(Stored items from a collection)

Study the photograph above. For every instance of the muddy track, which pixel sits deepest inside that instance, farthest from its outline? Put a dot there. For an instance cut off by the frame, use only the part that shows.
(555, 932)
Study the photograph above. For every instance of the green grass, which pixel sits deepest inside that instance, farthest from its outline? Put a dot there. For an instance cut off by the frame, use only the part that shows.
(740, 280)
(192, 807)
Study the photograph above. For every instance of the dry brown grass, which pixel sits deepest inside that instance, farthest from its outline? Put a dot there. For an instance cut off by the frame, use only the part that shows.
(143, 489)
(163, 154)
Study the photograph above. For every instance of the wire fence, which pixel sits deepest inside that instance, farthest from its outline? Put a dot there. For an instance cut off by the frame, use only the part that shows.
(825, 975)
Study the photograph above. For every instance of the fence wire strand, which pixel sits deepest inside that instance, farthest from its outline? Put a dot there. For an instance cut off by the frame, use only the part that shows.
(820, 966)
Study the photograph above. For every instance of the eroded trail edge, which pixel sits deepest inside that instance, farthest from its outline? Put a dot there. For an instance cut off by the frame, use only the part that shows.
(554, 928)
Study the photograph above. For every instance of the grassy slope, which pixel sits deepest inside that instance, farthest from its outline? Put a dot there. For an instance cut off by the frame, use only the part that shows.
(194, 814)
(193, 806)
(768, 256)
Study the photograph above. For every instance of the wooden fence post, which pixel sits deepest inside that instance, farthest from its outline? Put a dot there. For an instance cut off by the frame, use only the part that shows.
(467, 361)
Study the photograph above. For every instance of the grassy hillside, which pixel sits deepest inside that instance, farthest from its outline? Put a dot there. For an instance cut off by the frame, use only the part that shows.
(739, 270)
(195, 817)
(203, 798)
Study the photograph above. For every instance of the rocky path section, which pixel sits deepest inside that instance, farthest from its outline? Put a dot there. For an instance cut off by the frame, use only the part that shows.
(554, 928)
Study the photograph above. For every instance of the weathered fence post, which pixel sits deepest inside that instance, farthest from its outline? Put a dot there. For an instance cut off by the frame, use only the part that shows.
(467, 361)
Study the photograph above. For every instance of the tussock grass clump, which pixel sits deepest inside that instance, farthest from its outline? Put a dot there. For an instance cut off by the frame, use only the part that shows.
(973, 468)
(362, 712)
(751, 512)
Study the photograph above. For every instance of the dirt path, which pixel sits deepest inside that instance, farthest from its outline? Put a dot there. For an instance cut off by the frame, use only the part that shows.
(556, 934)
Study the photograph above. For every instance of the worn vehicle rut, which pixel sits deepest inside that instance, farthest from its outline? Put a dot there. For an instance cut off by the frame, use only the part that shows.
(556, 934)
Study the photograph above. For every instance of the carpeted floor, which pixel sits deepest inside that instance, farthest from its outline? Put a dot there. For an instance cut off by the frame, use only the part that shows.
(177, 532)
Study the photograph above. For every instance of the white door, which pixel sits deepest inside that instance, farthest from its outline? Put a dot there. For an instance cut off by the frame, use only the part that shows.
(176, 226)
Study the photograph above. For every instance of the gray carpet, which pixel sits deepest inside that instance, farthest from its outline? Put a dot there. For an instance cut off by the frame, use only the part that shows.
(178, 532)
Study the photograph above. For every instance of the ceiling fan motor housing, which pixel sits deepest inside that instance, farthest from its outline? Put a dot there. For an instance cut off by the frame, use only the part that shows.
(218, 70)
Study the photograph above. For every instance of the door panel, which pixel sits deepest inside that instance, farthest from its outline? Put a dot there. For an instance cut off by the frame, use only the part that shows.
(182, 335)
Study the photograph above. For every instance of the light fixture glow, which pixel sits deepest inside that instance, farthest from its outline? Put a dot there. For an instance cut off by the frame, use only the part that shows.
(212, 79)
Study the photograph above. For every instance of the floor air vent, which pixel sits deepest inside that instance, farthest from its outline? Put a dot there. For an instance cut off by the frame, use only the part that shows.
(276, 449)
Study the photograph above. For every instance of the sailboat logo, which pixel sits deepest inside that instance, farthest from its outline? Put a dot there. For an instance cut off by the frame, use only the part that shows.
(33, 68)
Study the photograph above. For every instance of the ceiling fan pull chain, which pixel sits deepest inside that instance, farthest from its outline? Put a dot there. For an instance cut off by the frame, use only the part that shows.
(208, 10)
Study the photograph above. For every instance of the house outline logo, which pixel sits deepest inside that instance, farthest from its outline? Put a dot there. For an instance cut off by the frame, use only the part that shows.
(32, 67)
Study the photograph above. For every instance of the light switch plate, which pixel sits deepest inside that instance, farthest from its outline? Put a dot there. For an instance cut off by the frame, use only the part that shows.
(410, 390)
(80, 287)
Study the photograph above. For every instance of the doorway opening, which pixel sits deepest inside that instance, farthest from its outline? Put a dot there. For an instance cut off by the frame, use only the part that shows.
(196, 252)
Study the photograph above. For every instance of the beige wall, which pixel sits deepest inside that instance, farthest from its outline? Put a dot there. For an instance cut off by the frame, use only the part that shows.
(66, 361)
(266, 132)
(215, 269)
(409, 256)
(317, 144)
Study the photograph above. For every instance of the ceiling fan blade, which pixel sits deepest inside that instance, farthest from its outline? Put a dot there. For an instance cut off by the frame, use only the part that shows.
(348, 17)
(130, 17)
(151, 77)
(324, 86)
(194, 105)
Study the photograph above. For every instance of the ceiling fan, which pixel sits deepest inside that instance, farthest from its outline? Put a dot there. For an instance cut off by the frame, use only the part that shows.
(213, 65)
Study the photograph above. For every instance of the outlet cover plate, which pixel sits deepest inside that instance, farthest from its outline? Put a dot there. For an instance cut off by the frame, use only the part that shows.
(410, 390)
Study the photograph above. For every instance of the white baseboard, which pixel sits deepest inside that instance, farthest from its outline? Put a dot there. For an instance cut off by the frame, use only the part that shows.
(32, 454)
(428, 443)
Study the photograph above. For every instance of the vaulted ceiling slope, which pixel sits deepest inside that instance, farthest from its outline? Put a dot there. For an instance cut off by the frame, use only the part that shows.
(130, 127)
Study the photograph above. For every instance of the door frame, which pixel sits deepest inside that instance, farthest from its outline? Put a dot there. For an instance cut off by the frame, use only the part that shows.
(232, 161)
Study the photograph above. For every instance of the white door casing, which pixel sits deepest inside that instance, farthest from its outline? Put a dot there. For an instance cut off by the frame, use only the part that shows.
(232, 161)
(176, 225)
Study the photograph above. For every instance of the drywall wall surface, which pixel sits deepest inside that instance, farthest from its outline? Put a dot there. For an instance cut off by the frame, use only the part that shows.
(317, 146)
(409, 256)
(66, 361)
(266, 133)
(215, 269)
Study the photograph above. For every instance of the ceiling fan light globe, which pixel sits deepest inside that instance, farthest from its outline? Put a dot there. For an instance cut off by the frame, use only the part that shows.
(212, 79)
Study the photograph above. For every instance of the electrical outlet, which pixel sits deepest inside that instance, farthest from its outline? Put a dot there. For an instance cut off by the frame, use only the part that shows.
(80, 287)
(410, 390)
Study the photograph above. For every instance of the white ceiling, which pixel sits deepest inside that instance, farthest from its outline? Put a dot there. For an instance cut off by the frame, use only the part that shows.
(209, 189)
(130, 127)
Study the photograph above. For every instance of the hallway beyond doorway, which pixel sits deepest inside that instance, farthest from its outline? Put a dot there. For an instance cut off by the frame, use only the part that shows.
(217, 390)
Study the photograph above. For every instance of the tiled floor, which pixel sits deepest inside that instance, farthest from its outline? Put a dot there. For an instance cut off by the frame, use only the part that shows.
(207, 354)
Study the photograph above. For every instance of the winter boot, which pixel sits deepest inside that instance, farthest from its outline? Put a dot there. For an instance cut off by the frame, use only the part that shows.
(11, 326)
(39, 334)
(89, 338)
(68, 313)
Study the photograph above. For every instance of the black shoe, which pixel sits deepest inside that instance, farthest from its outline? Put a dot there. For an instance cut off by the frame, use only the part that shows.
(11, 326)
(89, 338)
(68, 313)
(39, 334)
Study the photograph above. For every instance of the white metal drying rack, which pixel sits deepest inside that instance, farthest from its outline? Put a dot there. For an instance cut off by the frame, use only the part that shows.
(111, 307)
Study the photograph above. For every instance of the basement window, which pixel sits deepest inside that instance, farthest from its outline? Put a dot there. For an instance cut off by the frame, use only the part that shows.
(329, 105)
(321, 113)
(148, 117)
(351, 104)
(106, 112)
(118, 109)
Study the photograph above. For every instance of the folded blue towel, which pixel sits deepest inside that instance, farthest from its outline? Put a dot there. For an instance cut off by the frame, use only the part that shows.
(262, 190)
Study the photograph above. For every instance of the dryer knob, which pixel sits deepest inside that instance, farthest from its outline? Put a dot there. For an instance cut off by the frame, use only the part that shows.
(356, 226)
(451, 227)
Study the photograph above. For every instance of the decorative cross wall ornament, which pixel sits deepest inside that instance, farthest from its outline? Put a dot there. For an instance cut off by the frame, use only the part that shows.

» Description of the task
Exactly reproduce the lines that run from the line with "Study the photograph above. For every instance of the dryer" through the last line of the records, inclusive.

» Final result
Study the photograph above. For every instance of the dryer knob, which pixel sits deepest inside that instance, farthest from its outline? Put a dot there. For an instance cut off by the frame, use only the part that shows.
(356, 226)
(451, 227)
Study the photograph above. For every instance of the decorative cross wall ornament, which pixel sits deepest inside that instance, farthest from its outline? Put a dot there. For an instance cut off by the frame, use only the part that shows.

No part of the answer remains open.